_Problem_
Check each line of the entries. Copy the ones that contain the string "canopy".

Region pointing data
- - -

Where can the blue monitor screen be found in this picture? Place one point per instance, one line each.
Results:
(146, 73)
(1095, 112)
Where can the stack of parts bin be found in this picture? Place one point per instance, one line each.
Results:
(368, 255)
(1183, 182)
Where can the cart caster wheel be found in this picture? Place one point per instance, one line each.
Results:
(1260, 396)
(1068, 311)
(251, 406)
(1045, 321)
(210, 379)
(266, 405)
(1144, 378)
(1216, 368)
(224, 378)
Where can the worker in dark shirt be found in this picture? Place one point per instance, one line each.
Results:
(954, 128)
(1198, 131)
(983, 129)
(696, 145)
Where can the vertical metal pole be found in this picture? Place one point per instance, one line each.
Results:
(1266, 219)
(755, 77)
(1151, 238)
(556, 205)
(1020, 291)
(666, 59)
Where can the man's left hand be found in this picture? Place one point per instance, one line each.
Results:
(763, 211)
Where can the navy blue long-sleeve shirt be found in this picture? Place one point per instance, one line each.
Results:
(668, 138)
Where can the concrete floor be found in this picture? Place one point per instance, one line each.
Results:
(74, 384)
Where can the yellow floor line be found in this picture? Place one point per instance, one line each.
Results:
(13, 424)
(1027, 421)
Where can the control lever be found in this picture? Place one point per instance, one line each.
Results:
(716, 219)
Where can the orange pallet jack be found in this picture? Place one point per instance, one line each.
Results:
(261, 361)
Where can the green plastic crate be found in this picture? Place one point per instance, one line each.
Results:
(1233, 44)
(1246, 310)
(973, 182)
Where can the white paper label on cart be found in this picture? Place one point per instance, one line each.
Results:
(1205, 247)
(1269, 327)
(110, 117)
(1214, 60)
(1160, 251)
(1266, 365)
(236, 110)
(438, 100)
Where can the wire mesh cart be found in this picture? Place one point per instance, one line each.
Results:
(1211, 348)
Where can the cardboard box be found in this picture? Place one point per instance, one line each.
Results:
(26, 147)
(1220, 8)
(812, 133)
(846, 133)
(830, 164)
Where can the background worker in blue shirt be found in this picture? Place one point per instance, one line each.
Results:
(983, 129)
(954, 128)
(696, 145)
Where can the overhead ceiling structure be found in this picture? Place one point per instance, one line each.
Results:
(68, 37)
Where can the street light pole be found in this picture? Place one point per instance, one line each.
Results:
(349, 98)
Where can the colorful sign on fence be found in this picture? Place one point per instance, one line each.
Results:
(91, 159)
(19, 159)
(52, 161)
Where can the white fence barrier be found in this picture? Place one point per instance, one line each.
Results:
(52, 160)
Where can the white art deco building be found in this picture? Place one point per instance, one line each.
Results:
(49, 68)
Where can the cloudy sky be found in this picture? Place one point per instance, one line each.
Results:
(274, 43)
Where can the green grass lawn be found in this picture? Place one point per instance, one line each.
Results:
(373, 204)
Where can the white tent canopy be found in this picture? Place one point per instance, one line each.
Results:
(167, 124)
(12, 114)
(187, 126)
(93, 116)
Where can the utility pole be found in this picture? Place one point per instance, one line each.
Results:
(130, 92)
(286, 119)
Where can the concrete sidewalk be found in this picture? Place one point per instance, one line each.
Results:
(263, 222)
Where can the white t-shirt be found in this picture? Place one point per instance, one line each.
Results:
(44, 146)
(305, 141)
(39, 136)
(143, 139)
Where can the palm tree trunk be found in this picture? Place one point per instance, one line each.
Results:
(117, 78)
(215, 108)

- - -

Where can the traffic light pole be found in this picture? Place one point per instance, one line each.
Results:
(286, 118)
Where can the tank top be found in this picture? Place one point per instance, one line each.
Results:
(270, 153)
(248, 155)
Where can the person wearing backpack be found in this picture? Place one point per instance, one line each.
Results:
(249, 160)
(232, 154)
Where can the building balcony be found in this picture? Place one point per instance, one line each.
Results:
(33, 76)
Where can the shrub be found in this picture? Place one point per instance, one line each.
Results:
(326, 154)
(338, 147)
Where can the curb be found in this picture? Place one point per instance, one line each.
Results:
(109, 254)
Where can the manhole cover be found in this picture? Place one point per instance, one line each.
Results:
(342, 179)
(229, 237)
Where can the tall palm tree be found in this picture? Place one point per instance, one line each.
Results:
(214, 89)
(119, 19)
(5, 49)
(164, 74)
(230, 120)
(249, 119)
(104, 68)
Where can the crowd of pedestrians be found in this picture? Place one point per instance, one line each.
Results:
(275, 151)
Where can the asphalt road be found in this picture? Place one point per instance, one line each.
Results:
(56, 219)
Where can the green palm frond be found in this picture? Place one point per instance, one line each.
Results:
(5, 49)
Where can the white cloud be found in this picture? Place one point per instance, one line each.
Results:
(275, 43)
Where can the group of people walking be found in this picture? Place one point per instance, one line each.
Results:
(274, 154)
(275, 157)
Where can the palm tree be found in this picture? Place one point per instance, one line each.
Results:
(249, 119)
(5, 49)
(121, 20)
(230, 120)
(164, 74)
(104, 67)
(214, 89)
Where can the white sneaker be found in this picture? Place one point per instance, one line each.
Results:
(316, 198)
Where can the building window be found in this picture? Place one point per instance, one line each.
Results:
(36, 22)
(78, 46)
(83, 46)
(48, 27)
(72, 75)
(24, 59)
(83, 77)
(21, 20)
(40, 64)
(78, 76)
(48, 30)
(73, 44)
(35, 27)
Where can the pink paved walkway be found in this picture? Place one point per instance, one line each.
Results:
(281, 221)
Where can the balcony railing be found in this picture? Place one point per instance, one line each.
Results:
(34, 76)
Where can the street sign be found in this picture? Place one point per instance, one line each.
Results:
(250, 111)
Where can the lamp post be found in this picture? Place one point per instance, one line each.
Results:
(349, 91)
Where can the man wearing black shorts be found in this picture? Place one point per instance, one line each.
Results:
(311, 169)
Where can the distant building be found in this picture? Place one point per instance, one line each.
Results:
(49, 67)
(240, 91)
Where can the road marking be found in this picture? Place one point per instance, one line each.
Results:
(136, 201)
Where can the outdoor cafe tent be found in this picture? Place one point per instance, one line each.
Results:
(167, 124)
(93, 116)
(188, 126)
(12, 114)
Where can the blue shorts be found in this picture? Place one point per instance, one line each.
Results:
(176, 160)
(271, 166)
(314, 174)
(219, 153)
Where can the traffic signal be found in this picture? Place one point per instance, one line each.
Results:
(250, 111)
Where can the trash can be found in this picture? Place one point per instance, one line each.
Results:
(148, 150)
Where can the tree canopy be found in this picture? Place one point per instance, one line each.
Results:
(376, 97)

- - -

_Result of the exercise_
Where can the white tent canopy be found in this picture? Place one point per instance, one line each.
Where can the tree canopy be found in this picture? Place one point per instance, one line each.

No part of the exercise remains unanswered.